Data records
····················

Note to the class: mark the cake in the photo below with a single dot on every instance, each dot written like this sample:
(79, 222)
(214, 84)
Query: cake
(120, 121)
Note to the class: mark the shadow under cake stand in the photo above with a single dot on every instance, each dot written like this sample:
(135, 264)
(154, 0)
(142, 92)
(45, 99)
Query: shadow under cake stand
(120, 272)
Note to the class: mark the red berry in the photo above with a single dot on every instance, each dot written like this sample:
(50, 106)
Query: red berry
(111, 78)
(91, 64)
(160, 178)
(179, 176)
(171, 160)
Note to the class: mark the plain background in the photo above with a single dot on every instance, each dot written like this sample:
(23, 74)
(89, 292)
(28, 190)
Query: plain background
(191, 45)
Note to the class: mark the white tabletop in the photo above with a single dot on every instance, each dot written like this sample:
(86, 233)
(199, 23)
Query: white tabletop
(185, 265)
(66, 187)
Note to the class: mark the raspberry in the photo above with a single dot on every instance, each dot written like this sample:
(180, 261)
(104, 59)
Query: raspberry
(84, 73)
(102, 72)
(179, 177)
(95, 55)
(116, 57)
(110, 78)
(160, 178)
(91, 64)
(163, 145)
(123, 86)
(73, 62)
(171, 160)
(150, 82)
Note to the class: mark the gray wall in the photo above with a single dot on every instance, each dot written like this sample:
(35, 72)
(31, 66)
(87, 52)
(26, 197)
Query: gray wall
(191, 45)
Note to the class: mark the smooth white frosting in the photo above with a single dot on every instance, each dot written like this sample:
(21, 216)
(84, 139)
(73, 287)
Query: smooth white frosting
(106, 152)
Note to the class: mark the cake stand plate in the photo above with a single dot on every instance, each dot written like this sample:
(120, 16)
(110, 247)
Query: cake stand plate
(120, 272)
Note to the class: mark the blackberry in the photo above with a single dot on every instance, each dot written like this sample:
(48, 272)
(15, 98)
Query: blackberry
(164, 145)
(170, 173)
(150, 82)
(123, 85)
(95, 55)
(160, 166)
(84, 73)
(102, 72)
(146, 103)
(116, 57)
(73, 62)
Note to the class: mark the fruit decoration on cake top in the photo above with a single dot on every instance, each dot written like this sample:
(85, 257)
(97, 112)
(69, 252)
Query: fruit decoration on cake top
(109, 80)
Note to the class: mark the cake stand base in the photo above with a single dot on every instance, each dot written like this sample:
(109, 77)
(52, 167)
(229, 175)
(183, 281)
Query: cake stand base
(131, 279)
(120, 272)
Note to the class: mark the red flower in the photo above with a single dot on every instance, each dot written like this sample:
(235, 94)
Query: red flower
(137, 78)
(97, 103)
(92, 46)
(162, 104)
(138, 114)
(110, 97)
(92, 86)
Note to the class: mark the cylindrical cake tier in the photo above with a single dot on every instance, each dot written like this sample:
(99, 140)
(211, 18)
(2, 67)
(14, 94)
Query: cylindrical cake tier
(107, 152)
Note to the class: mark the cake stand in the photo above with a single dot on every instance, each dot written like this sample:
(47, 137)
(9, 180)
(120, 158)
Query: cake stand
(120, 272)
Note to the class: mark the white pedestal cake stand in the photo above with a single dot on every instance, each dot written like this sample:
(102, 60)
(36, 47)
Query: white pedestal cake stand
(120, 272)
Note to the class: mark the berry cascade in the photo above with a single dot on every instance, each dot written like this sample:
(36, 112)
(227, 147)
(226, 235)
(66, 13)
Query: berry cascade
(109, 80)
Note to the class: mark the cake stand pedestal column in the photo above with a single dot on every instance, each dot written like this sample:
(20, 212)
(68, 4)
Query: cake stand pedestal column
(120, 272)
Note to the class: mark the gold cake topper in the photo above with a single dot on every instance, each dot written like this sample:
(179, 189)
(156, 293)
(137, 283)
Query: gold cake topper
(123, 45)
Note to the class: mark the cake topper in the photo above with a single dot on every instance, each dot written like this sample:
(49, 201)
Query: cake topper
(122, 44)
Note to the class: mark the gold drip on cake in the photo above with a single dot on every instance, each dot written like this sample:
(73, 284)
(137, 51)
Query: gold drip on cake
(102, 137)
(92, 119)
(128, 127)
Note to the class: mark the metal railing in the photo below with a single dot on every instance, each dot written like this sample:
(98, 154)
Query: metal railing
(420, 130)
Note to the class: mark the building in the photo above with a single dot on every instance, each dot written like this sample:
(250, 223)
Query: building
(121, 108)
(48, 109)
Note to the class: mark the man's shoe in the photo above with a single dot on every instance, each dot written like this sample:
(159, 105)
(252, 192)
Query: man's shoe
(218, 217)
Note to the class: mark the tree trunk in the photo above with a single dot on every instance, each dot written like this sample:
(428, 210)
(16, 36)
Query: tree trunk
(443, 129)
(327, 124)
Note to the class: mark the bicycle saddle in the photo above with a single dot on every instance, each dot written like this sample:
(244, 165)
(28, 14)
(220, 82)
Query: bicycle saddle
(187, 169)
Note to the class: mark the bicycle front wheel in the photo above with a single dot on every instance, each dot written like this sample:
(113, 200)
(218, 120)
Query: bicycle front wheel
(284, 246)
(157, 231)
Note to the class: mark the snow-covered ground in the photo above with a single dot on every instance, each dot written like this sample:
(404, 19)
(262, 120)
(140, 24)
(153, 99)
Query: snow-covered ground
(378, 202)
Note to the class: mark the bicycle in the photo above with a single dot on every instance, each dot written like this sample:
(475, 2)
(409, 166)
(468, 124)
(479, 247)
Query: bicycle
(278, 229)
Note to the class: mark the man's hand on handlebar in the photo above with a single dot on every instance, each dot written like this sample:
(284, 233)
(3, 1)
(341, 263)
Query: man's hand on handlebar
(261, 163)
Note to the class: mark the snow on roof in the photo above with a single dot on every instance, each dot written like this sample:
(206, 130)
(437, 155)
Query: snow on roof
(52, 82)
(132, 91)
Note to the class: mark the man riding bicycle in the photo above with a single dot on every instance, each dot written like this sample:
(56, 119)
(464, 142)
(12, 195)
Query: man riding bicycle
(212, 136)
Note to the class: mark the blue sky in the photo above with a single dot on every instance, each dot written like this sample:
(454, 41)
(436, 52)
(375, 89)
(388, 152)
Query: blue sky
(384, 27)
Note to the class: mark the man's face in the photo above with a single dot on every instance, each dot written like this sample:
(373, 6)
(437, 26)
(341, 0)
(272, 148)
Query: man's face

····················

■ **Try it**: Run a filter over the data above and keep each line that contains the word "below".

■ **Written response**:
Note to the class: mark the cake in the photo below with a single dot on every instance, each dot written like this sample:
Note to the class: mark the metal railing in the photo below with a single dot on every instance, each dot written like this sample:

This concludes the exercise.